* _TASK DETAILS_
All of the data is to be printed again exactly as it appears.

* _DATA SUPPLIED_
╭──

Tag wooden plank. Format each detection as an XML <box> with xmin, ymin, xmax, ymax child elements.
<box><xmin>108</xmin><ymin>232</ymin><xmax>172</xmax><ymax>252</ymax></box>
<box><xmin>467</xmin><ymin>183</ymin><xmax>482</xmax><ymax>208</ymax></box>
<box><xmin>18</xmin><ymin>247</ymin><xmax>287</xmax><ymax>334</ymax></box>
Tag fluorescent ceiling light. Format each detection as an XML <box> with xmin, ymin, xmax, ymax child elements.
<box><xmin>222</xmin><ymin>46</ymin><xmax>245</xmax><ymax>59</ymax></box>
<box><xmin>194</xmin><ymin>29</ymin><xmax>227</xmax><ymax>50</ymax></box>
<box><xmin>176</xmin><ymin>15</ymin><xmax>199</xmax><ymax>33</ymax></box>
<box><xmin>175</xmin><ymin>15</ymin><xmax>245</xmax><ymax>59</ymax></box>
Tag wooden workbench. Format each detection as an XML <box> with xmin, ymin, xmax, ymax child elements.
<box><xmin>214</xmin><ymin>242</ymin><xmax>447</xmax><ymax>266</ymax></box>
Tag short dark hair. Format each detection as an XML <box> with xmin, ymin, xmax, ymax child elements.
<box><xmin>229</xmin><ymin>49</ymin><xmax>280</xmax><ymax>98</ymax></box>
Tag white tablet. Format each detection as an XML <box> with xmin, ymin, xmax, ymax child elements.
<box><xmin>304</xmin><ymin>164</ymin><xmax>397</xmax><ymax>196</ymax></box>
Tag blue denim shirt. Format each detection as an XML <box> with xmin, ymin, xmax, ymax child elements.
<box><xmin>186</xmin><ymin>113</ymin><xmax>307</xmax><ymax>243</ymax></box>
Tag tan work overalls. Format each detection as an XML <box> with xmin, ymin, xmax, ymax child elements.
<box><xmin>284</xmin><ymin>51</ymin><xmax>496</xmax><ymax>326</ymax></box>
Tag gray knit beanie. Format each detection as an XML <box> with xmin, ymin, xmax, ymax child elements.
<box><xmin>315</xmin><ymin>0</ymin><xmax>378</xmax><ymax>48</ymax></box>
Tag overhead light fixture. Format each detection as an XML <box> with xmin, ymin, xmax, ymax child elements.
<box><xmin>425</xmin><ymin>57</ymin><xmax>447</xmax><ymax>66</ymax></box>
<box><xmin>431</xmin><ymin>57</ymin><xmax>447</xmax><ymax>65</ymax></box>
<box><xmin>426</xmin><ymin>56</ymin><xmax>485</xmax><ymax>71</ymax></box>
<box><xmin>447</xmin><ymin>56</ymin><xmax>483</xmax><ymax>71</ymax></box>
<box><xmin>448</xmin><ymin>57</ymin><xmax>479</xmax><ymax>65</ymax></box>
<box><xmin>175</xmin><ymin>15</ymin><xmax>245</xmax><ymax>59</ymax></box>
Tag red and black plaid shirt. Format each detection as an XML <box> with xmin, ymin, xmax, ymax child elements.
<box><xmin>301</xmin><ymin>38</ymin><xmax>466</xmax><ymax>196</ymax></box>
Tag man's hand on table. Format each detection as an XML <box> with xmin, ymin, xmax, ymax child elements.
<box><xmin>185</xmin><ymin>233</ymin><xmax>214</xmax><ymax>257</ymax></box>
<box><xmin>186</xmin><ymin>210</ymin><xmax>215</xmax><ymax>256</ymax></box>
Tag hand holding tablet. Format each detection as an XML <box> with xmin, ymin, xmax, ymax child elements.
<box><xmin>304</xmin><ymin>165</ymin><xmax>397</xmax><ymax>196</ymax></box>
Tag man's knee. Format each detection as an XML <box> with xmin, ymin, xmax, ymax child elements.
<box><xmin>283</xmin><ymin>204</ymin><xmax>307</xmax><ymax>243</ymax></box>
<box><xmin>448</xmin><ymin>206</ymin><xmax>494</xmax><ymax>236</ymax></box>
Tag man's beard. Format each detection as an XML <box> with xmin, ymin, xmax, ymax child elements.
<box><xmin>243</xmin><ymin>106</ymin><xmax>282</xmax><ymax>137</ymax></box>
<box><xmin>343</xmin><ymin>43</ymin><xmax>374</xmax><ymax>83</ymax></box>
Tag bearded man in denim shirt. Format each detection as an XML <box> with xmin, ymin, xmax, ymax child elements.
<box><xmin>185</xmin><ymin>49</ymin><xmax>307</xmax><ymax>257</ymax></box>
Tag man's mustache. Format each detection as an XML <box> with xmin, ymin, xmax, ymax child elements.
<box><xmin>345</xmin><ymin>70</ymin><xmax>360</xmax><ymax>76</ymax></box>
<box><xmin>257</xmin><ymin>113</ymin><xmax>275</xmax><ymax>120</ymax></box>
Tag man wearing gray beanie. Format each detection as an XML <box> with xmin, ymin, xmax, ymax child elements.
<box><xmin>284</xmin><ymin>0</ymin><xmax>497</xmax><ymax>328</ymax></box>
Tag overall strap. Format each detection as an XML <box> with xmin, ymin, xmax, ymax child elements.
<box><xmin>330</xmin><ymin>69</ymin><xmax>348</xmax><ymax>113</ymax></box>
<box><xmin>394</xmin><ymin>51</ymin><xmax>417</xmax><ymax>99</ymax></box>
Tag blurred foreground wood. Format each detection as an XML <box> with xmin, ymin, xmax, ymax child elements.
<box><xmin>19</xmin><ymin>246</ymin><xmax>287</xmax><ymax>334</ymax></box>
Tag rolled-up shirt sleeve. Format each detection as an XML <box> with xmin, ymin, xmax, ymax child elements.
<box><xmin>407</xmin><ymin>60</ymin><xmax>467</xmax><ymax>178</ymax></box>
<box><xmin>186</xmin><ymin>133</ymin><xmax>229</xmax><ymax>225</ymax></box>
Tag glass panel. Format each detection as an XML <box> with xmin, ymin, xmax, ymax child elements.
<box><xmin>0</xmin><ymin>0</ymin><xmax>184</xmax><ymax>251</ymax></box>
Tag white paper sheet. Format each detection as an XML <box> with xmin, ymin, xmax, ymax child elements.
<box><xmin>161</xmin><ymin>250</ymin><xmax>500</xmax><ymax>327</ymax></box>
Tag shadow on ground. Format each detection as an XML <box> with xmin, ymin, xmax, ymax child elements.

╰──

* _ANSWER AREA_
Tag wooden plank. Format each detection as an XML <box> with xmin, ymin, xmax, ymax child elements.
<box><xmin>108</xmin><ymin>232</ymin><xmax>172</xmax><ymax>252</ymax></box>
<box><xmin>467</xmin><ymin>183</ymin><xmax>482</xmax><ymax>208</ymax></box>
<box><xmin>18</xmin><ymin>247</ymin><xmax>287</xmax><ymax>334</ymax></box>
Tag fluorescent ceiling light. Format each detection as an XML <box> with xmin, ymin, xmax, ymax child elements.
<box><xmin>222</xmin><ymin>46</ymin><xmax>245</xmax><ymax>59</ymax></box>
<box><xmin>194</xmin><ymin>29</ymin><xmax>227</xmax><ymax>50</ymax></box>
<box><xmin>176</xmin><ymin>15</ymin><xmax>199</xmax><ymax>33</ymax></box>
<box><xmin>175</xmin><ymin>15</ymin><xmax>245</xmax><ymax>59</ymax></box>
Tag wooden workbench. Format each detection as an XML <box> with xmin, ymin, xmax, ymax child elements.
<box><xmin>214</xmin><ymin>242</ymin><xmax>447</xmax><ymax>266</ymax></box>
Tag short dark hair. Format each detection as an XML <box> with xmin, ymin, xmax, ymax child elements.
<box><xmin>229</xmin><ymin>49</ymin><xmax>280</xmax><ymax>98</ymax></box>
Tag white tablet. Format each detection as an XML <box> with xmin, ymin, xmax, ymax child elements.
<box><xmin>304</xmin><ymin>164</ymin><xmax>397</xmax><ymax>196</ymax></box>
Tag blue denim shirt. Format each detection as an XML <box> with xmin, ymin, xmax, ymax child elements.
<box><xmin>186</xmin><ymin>113</ymin><xmax>307</xmax><ymax>243</ymax></box>
Tag tan work overalls. Format each detection as an XML <box> with xmin, ymin, xmax, ymax child elements.
<box><xmin>284</xmin><ymin>51</ymin><xmax>496</xmax><ymax>326</ymax></box>
Tag gray knit beanie. Format each detection as an XML <box> with xmin, ymin, xmax, ymax child elements.
<box><xmin>315</xmin><ymin>0</ymin><xmax>378</xmax><ymax>48</ymax></box>
Tag overhead light fixture. Format each detection as an XML <box> with xmin, ymin, xmax, ymax child elements.
<box><xmin>425</xmin><ymin>57</ymin><xmax>447</xmax><ymax>66</ymax></box>
<box><xmin>431</xmin><ymin>57</ymin><xmax>447</xmax><ymax>65</ymax></box>
<box><xmin>426</xmin><ymin>56</ymin><xmax>485</xmax><ymax>71</ymax></box>
<box><xmin>447</xmin><ymin>56</ymin><xmax>483</xmax><ymax>71</ymax></box>
<box><xmin>448</xmin><ymin>57</ymin><xmax>479</xmax><ymax>65</ymax></box>
<box><xmin>175</xmin><ymin>15</ymin><xmax>245</xmax><ymax>59</ymax></box>
Tag red and black plaid shirt. Format each detection as an XML <box> with xmin, ymin, xmax, ymax child elements.
<box><xmin>301</xmin><ymin>38</ymin><xmax>466</xmax><ymax>196</ymax></box>
Tag man's hand on table. Format each detection as an XML <box> with xmin, ymin, xmax, ymax child elements.
<box><xmin>185</xmin><ymin>233</ymin><xmax>214</xmax><ymax>257</ymax></box>
<box><xmin>186</xmin><ymin>210</ymin><xmax>215</xmax><ymax>256</ymax></box>
Tag hand holding tablet. Format each detection as an XML <box> with xmin, ymin, xmax, ymax child elements.
<box><xmin>304</xmin><ymin>165</ymin><xmax>397</xmax><ymax>196</ymax></box>
Tag man's knee. Format each detection as an XML <box> with xmin, ymin, xmax, ymax child elements.
<box><xmin>283</xmin><ymin>204</ymin><xmax>307</xmax><ymax>243</ymax></box>
<box><xmin>448</xmin><ymin>206</ymin><xmax>494</xmax><ymax>236</ymax></box>
Tag man's beard. Format each detection as an XML <box> with xmin, ymin, xmax, ymax child elements.
<box><xmin>243</xmin><ymin>106</ymin><xmax>282</xmax><ymax>137</ymax></box>
<box><xmin>343</xmin><ymin>43</ymin><xmax>374</xmax><ymax>83</ymax></box>
Tag bearded man in denim shirt. Format each detection as an XML <box> with xmin, ymin, xmax, ymax child elements.
<box><xmin>185</xmin><ymin>49</ymin><xmax>307</xmax><ymax>257</ymax></box>
Tag man's mustache. Format each detection as an XML <box> with xmin, ymin, xmax, ymax child elements.
<box><xmin>345</xmin><ymin>70</ymin><xmax>360</xmax><ymax>76</ymax></box>
<box><xmin>257</xmin><ymin>113</ymin><xmax>275</xmax><ymax>120</ymax></box>
Tag man wearing gray beanie. Format each detection as an XML <box> with xmin, ymin, xmax, ymax child elements.
<box><xmin>284</xmin><ymin>0</ymin><xmax>497</xmax><ymax>328</ymax></box>
Tag overall strap. Format each detection as an XML <box> with xmin, ymin, xmax, ymax child elements.
<box><xmin>330</xmin><ymin>69</ymin><xmax>348</xmax><ymax>113</ymax></box>
<box><xmin>394</xmin><ymin>51</ymin><xmax>417</xmax><ymax>99</ymax></box>
Tag blurred foreground wood. Format each detection as an XML <box> with xmin, ymin, xmax, ymax child elements.
<box><xmin>19</xmin><ymin>246</ymin><xmax>287</xmax><ymax>334</ymax></box>
Tag rolled-up shirt sleeve. Format each detection as an XML <box> with xmin, ymin, xmax, ymax child elements.
<box><xmin>407</xmin><ymin>60</ymin><xmax>467</xmax><ymax>178</ymax></box>
<box><xmin>186</xmin><ymin>133</ymin><xmax>229</xmax><ymax>225</ymax></box>
Tag glass panel. Format each detection as an XML <box> with xmin, ymin, xmax, ymax child elements.
<box><xmin>0</xmin><ymin>0</ymin><xmax>184</xmax><ymax>251</ymax></box>
Tag white paper sheet. Format each detection as an XML <box> with xmin, ymin, xmax, ymax child elements.
<box><xmin>161</xmin><ymin>250</ymin><xmax>500</xmax><ymax>327</ymax></box>
Tag shadow on ground. Format each detection as an XML <box> with xmin, ymin, xmax, ymax child elements.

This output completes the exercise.